**Your instructions:** For each line below that contains the word "hand", return that line.

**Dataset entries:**

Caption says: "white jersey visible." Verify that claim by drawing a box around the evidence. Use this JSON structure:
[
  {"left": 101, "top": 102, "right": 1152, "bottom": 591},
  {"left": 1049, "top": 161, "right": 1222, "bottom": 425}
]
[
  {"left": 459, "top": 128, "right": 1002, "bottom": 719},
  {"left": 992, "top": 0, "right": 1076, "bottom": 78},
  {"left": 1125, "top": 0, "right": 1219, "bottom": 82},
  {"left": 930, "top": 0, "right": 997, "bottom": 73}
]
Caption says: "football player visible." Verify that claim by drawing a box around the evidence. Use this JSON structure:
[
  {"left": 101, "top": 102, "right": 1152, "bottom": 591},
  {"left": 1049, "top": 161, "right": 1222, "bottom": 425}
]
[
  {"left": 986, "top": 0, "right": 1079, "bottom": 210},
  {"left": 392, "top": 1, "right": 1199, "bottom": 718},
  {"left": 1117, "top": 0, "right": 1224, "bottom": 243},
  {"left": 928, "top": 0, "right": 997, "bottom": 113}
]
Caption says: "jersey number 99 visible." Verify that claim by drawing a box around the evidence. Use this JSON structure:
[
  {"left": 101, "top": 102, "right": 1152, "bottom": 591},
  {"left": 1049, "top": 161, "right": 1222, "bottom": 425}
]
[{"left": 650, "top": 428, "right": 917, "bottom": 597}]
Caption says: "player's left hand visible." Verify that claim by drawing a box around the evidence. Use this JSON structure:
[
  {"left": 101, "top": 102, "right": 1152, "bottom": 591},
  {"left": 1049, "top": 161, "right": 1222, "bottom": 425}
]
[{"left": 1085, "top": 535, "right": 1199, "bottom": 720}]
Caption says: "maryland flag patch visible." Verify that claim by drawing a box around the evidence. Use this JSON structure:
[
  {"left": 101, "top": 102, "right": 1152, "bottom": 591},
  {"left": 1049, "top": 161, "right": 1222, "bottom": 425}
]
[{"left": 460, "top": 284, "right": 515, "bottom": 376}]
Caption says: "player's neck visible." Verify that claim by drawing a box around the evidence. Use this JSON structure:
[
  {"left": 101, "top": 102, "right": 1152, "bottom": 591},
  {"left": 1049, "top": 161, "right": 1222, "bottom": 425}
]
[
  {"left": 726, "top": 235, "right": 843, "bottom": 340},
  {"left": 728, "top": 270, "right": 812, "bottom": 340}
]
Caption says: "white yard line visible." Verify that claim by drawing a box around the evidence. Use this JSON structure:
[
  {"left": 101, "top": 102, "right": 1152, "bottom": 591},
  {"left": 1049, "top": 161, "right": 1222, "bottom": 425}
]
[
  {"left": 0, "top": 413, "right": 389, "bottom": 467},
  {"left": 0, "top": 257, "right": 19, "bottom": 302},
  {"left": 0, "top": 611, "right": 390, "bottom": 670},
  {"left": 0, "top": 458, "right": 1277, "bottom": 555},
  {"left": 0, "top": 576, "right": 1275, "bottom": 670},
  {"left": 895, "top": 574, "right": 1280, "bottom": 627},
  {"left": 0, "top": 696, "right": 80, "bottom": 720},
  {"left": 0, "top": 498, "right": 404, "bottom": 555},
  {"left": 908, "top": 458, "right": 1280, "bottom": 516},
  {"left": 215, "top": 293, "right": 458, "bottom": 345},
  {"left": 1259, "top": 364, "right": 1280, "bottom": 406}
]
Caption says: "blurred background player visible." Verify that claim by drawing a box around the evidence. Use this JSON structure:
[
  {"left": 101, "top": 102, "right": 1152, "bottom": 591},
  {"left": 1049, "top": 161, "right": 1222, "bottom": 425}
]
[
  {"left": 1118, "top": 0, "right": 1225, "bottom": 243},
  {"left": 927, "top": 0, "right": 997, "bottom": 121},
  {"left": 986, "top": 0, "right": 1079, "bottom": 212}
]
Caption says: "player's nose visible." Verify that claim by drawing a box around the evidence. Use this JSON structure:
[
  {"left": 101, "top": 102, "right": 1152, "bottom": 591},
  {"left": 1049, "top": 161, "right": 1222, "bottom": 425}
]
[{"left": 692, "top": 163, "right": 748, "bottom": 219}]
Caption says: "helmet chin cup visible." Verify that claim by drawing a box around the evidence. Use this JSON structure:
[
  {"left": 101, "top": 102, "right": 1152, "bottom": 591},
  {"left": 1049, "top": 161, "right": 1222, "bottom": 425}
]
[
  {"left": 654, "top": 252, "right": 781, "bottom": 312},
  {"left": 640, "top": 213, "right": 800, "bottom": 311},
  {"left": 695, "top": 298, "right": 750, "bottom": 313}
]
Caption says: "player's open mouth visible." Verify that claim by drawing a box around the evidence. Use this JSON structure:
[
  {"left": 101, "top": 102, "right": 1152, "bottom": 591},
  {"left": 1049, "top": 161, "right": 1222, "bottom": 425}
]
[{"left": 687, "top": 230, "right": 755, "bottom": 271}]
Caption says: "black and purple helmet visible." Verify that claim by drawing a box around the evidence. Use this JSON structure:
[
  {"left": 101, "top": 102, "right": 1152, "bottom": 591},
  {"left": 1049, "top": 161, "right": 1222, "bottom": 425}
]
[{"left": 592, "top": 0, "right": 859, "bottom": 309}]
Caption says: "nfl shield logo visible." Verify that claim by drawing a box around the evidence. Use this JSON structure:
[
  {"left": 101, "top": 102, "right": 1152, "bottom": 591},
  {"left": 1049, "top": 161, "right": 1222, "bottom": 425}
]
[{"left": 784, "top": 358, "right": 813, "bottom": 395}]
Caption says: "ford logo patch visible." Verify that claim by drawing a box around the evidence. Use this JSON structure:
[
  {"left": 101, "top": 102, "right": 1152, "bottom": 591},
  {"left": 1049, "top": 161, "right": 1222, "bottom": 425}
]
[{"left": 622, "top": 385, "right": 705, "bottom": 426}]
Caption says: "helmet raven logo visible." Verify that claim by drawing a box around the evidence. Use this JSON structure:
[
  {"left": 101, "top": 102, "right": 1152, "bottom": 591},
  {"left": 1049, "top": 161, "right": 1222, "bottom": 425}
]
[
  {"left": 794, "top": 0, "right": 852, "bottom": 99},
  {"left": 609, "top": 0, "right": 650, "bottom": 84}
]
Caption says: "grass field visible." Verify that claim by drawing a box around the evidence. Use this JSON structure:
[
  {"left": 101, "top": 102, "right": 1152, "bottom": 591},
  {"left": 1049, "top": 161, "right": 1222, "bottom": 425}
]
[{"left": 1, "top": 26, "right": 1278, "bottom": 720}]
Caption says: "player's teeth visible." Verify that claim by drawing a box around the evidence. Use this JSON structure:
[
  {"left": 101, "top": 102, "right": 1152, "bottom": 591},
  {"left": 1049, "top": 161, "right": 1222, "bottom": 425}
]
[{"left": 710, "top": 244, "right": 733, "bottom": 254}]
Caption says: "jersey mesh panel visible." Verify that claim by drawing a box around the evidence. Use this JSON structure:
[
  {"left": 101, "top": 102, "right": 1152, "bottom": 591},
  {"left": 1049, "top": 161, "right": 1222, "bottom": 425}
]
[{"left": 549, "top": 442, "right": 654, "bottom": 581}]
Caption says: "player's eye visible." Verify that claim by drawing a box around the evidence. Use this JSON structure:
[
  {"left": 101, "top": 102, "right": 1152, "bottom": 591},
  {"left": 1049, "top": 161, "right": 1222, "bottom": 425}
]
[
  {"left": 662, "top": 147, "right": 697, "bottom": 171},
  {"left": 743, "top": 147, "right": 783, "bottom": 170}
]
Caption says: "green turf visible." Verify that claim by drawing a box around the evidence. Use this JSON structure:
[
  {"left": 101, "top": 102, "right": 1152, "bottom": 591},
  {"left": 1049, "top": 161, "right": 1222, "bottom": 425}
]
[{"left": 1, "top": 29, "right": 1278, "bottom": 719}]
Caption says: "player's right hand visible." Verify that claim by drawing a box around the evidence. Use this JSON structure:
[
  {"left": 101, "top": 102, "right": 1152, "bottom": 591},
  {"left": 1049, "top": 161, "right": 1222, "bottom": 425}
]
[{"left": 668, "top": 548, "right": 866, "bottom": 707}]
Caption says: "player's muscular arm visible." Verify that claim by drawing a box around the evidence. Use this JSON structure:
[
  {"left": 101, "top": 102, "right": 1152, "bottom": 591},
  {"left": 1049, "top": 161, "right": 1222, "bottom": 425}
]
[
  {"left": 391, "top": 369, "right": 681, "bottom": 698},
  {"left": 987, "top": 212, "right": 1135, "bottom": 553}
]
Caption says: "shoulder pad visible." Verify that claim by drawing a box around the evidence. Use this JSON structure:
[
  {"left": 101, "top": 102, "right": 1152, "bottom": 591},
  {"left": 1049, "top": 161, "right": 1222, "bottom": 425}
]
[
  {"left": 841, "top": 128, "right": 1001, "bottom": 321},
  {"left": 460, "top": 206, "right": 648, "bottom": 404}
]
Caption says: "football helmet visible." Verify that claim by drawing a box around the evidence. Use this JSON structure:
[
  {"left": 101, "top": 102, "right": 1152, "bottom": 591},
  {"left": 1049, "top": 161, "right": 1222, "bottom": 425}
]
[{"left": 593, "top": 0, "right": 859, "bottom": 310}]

**Your solution:**
Caption says: "player's left hand visible." Verify that claim by drawing a box around the evidence. Use this JSON structure:
Caption says: "player's right hand visible." Verify that claim by drawing a box around the evidence. Use this JSON structure:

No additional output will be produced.